** やること **
1. ロミオとジュリエットについての文章を読んで、次の問いに答えてください。
(a) ロミオとジュリエットは、それぞれどの家の子ですか。
(b) プロコフィエフのバレエ音楽は何年の作品ですか。
(c) 今回のミュージカルを潤色したのはだれですか。
2. ロミオとジュリエットのミュージカルの感想文を、最後の文のあとから書き進めてください。

** 本文 **
ふたつの名家、モンタギュー家とキャピュレット家が争い合う中、モンタギュー家の一人息子ロミオと、キャピュレット家の一人娘ジュリエットが許されぬ恋に落ち、命を落としていく恋愛悲劇です。
この戯曲をもとに、数多くの映画やドラマ、芸術作品が生み出されています。クラシックの分野では、ベッリーニのオペラ(1830年)やベルリオーズの劇的交響曲(1839年)、プロコフィエフのバレエ音楽(1936年)などがあります。
ミュージカルとしては、アメリカ移民の抗争に翻案したバーンスタインの『ウエスト・サイド物語』(1957年)が有名です。
今回のミュージカルは、フランスのプレスギュルヴィックが作詞・作曲したもの(2001年)を、宝塚歌劇で実績を積んだ演出家、小池修一郎が潤色しています。
すべてが超ハイクオリティな圧巻の舞台
物語そのものの素晴らしさはもちろんですが、とにかくもう舞台のクオリティの高さに圧倒されっぱなしでした。
まず、主要キャストの歌と演技が、ひとりひとり超ハイレベルで感動的でした。

** 一覧 **
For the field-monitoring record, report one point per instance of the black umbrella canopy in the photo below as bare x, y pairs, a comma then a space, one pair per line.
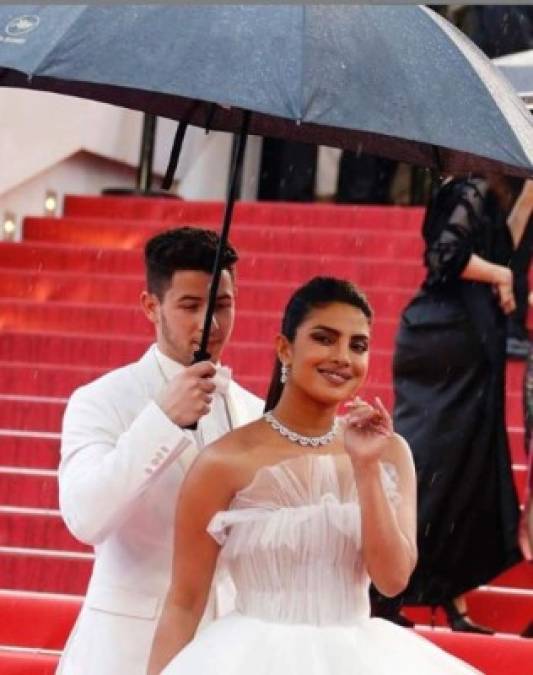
518, 69
397, 81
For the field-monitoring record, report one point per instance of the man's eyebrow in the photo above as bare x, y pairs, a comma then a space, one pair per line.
334, 331
189, 297
200, 298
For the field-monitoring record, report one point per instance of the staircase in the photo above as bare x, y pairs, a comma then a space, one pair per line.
69, 312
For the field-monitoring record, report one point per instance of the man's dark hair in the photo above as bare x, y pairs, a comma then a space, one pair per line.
318, 292
183, 248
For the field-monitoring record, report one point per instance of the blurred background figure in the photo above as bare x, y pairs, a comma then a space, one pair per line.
449, 368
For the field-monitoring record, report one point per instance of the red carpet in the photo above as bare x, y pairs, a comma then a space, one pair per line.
69, 312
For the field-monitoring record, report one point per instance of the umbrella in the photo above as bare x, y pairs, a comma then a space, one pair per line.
518, 69
396, 81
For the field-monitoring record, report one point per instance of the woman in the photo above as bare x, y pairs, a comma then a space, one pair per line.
300, 510
449, 368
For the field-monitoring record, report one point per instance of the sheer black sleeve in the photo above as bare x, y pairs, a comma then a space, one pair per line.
452, 224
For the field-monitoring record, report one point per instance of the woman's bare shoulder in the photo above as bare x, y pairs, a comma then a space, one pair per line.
230, 458
399, 454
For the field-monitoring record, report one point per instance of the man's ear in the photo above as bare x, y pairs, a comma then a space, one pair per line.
283, 349
150, 305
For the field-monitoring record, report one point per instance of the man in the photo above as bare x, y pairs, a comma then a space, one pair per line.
125, 450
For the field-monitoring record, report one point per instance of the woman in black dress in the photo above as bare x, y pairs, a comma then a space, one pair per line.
449, 368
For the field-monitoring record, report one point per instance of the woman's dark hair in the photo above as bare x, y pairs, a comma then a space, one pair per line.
318, 292
184, 248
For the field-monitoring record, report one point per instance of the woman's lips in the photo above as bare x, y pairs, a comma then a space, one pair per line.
335, 377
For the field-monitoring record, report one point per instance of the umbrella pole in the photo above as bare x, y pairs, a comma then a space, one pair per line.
202, 354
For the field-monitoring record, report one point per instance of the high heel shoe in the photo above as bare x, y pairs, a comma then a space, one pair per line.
460, 621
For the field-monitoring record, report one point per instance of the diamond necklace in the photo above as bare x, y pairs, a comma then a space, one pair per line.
295, 437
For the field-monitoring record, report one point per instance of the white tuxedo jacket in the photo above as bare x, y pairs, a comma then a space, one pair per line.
122, 462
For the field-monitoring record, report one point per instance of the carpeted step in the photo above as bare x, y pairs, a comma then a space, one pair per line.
48, 619
37, 620
44, 379
29, 449
270, 214
45, 571
30, 488
250, 325
37, 528
32, 377
27, 662
126, 290
492, 655
367, 272
518, 576
45, 414
72, 348
507, 610
31, 413
52, 379
356, 242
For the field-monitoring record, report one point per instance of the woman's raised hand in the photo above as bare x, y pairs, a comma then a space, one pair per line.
368, 430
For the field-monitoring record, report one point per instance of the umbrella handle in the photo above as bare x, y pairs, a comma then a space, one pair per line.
202, 354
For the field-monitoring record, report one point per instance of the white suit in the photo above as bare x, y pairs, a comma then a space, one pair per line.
122, 463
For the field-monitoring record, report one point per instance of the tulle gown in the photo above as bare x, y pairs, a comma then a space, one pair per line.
291, 542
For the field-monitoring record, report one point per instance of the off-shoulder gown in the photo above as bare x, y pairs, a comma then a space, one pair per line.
291, 542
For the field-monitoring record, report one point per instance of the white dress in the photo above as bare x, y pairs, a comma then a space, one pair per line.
291, 542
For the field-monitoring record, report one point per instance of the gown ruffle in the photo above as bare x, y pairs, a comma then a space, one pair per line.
291, 543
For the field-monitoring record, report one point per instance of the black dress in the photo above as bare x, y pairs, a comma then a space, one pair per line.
449, 379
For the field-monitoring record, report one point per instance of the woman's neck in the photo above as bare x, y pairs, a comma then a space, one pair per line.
303, 414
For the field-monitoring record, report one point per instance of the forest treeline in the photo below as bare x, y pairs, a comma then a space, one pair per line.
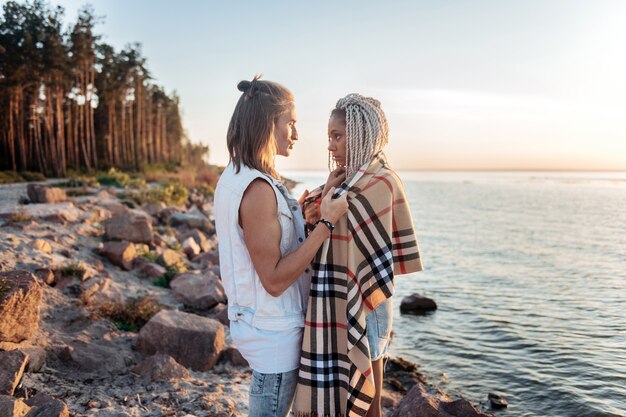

** 答え **
1.
(a) ロミオはモンタギュー家、ジュリエットはキャピュレット家です。
(b) 1936年です。
(c) 小池修一郎です。

2.
ミュージカルの役者さんって、本当にかっこいいですね!スタイル抜群で、表情にも仕草にも色気があって、存在そのものがセクシーで。
僕はオペラを見ることが多いのですが、見た目も納得のオペラ歌手って、正直それほど多くはありません。ダンスもできる人となると、ほとんどいないのではないでしょうか。
だから、今回の舞台を見て、ミュージカルのトップ俳優たちの美しい姿と総合力の高さに、心底うっとりしてしまいました。
主要キャストだけでなく、24人からなるダンサー陣もすごかった!怒りや哀しみの群舞は迫力満点で、ステージが躍動し波打っていました。闘いのシーンの複雑な絡みなど、いったいどれほどの稽古を重ねたのだろうと、目眩がするほどでした。
舞台装置、衣装、ヘアメイク、照明、プロジェクションなどの美術的な要素は、見たことのないほどの完成度の高さでした。PA(音響拡声)のバランスも完璧で、セリフや歌詞の繊細なニュアンスまでクリアに伝わってきました。
このように、各セクションの腕利きの職人たちが、超一流の仕事をしていることにも感動したのでした。
舞い降りた天使… 生田絵梨花さんのジュリエット
主要キャストの中で特に印象的だったのは、ジュリエットを演じた生田絵梨花さんでした。
生田さんのプロフィールを、公式サイトから引用します。
1997年1月22日生まれ。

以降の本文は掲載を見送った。